How to complete this task:
For the material that follows, return exactly the lines from the one with "Category: black motor cowling" through the one with "806, row 39.", both ends included.

Records for this task:

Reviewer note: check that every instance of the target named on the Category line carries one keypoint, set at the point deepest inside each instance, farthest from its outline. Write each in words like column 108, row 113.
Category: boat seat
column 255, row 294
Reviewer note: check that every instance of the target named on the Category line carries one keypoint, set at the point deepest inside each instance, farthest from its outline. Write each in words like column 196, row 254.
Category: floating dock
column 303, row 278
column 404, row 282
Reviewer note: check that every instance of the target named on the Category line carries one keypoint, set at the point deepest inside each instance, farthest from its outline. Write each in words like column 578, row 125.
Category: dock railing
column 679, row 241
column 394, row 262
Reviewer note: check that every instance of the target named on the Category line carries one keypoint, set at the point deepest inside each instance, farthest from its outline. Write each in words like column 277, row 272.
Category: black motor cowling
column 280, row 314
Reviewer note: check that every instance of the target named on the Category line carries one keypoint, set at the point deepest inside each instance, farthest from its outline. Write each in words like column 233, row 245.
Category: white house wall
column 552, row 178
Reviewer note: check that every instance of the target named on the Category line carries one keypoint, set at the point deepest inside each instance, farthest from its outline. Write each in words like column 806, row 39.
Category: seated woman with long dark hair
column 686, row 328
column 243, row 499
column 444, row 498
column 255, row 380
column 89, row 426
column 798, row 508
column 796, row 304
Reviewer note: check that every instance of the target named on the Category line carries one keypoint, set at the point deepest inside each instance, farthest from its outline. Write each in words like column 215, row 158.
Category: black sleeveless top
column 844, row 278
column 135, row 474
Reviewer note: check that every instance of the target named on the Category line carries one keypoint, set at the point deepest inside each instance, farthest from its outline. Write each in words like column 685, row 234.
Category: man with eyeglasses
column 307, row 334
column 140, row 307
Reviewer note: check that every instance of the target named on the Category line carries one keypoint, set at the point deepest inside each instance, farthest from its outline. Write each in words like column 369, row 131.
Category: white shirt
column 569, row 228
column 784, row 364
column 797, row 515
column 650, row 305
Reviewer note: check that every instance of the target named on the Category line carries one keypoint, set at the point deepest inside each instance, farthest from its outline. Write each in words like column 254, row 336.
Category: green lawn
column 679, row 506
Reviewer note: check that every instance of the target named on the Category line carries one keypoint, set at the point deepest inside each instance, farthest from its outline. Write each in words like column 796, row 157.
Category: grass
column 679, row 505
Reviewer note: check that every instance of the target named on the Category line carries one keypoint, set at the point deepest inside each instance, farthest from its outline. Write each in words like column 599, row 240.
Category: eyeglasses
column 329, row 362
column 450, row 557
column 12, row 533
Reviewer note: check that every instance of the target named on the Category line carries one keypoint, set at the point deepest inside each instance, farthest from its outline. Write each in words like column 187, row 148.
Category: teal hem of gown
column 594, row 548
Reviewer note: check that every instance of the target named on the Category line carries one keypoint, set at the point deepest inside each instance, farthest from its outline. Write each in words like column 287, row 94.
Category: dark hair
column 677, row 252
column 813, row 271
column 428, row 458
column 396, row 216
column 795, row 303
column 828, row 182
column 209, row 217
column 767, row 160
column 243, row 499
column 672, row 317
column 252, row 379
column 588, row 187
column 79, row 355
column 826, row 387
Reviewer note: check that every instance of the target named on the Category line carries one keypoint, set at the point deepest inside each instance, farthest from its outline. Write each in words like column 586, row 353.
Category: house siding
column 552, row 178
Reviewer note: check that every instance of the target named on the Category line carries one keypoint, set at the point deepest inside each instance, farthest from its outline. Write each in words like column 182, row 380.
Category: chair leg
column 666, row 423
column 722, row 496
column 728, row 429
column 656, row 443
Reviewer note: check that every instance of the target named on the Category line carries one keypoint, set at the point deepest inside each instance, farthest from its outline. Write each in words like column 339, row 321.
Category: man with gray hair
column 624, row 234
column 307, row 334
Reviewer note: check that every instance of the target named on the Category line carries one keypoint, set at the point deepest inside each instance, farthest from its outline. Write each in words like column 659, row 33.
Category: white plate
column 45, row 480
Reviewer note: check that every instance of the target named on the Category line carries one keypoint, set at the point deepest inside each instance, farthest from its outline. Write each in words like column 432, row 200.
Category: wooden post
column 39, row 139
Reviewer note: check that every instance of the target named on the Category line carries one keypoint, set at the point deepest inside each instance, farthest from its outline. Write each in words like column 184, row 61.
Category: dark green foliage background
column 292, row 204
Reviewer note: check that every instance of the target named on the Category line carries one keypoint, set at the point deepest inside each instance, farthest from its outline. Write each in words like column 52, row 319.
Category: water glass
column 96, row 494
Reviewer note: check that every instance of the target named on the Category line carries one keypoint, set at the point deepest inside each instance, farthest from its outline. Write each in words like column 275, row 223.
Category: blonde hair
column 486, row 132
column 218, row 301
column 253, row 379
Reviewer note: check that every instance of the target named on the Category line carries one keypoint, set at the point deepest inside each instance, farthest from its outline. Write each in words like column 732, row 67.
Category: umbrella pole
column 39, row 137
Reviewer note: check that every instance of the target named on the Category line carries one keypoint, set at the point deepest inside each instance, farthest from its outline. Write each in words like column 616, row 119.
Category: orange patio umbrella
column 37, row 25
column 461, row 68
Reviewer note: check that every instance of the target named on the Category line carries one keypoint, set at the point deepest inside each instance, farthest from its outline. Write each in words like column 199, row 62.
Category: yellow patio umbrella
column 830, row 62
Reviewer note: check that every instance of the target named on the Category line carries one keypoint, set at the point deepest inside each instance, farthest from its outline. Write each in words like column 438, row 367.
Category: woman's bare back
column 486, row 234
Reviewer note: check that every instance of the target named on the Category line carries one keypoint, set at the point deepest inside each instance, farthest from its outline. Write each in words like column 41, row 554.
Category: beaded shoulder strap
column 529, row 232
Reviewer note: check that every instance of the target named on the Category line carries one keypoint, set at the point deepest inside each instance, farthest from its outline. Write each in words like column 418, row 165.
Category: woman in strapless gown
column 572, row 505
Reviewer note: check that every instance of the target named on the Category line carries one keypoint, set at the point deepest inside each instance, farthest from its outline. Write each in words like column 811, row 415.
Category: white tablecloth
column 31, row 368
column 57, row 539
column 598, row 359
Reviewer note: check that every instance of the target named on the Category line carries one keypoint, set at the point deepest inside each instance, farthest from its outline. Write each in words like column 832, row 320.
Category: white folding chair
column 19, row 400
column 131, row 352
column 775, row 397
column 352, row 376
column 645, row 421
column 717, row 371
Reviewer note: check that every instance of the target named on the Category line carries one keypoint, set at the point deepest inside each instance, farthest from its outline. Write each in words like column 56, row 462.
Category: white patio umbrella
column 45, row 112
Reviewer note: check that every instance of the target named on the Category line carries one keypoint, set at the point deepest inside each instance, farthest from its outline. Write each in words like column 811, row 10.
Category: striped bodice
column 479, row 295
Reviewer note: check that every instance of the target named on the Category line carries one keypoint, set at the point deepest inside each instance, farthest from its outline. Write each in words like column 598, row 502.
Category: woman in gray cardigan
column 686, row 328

Task output:
Category: black motor cowling
column 280, row 314
Reviewer note: check that every instance of the target named on the Category line carries one keypoint, set at the point deepest inside each instance, farthest from its outline. Write each in words like column 233, row 245.
Category: white house wall
column 552, row 178
Reviewer note: check that every instance of the target named on the Category line carries one keypoint, set at the point deepest inside each instance, farthest from its outline. Write each in words like column 806, row 39.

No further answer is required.